──────── LISTING
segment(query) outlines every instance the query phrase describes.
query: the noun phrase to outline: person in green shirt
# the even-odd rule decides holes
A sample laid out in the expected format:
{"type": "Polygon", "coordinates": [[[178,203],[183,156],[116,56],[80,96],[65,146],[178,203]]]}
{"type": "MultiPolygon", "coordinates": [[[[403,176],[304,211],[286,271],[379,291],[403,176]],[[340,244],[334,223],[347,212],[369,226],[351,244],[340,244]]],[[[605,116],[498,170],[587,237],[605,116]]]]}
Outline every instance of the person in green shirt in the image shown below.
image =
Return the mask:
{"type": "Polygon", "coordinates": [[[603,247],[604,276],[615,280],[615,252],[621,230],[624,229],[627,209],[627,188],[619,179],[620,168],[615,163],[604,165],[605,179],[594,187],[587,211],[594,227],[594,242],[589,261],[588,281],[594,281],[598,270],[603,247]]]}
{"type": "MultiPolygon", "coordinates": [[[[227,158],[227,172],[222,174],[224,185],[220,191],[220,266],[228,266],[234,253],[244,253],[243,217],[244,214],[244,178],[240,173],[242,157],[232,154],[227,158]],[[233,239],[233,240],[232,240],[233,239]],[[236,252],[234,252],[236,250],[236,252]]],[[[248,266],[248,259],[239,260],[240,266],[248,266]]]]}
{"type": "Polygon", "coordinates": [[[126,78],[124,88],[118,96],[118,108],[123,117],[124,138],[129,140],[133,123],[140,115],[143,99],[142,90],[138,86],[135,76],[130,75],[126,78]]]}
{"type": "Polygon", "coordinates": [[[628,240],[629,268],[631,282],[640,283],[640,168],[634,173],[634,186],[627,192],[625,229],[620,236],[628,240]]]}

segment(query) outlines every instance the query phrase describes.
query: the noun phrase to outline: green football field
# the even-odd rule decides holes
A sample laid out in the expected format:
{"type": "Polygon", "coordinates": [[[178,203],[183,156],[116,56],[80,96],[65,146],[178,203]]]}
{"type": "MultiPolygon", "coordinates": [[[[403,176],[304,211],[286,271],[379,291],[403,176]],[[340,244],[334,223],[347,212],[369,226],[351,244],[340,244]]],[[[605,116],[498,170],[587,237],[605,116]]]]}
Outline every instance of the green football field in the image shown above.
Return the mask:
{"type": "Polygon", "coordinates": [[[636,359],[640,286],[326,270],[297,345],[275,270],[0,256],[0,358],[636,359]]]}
────────────────
> **DIRECTIONS**
Copy all of the entries above word for word, with no changes.

> **RESPONSE TO THIS EXERCISE**
segment(query) outlines every instance the query phrase describes.
query: the noun phrase to outline: person in green shirt
# the even-odd rule decides holes
A sample laid out in the expected format:
{"type": "Polygon", "coordinates": [[[178,203],[183,156],[116,56],[80,96],[65,146],[178,203]]]}
{"type": "MultiPolygon", "coordinates": [[[[403,176],[304,211],[286,271],[379,291],[403,176]],[[340,244],[334,223],[347,212],[369,226],[351,244],[340,244]]],[[[605,116],[498,170],[587,237],[605,116]]]]}
Outline every instance of the person in green shirt in the image shown below.
image =
Return the mask:
{"type": "Polygon", "coordinates": [[[603,247],[604,276],[615,280],[615,252],[621,230],[624,229],[627,209],[627,188],[619,179],[620,168],[615,163],[604,165],[605,179],[594,187],[587,211],[594,227],[594,242],[589,261],[588,281],[594,281],[598,270],[603,247]]]}
{"type": "MultiPolygon", "coordinates": [[[[227,158],[227,172],[222,174],[224,185],[220,191],[220,266],[228,266],[234,253],[244,253],[243,217],[244,214],[244,178],[240,173],[242,157],[232,154],[227,158]],[[233,239],[233,240],[232,240],[233,239]],[[236,252],[234,252],[236,250],[236,252]]],[[[248,266],[248,259],[239,260],[240,266],[248,266]]]]}
{"type": "Polygon", "coordinates": [[[126,78],[124,88],[118,96],[118,108],[123,117],[124,138],[129,140],[133,123],[140,115],[143,99],[142,90],[138,86],[135,76],[130,75],[126,78]]]}
{"type": "Polygon", "coordinates": [[[628,240],[629,268],[631,282],[640,283],[640,168],[634,173],[634,186],[627,192],[625,229],[620,236],[628,240]]]}

segment(query) outlines every instance the query phrase describes.
query: the noun phrase to outline: green football field
# the even-odd rule decides holes
A sample laid out in the expected format:
{"type": "Polygon", "coordinates": [[[178,203],[183,156],[116,56],[80,96],[65,146],[178,203]]]}
{"type": "MultiPolygon", "coordinates": [[[[403,176],[304,211],[286,271],[379,291],[403,176]],[[340,244],[334,223],[347,212],[369,226],[351,244],[340,244]]],[[[605,116],[498,170],[587,237],[605,116]]]]}
Outline every instance of the green football field in the image shown above.
Return the mask:
{"type": "Polygon", "coordinates": [[[636,359],[640,286],[326,270],[297,345],[275,270],[0,256],[0,358],[636,359]]]}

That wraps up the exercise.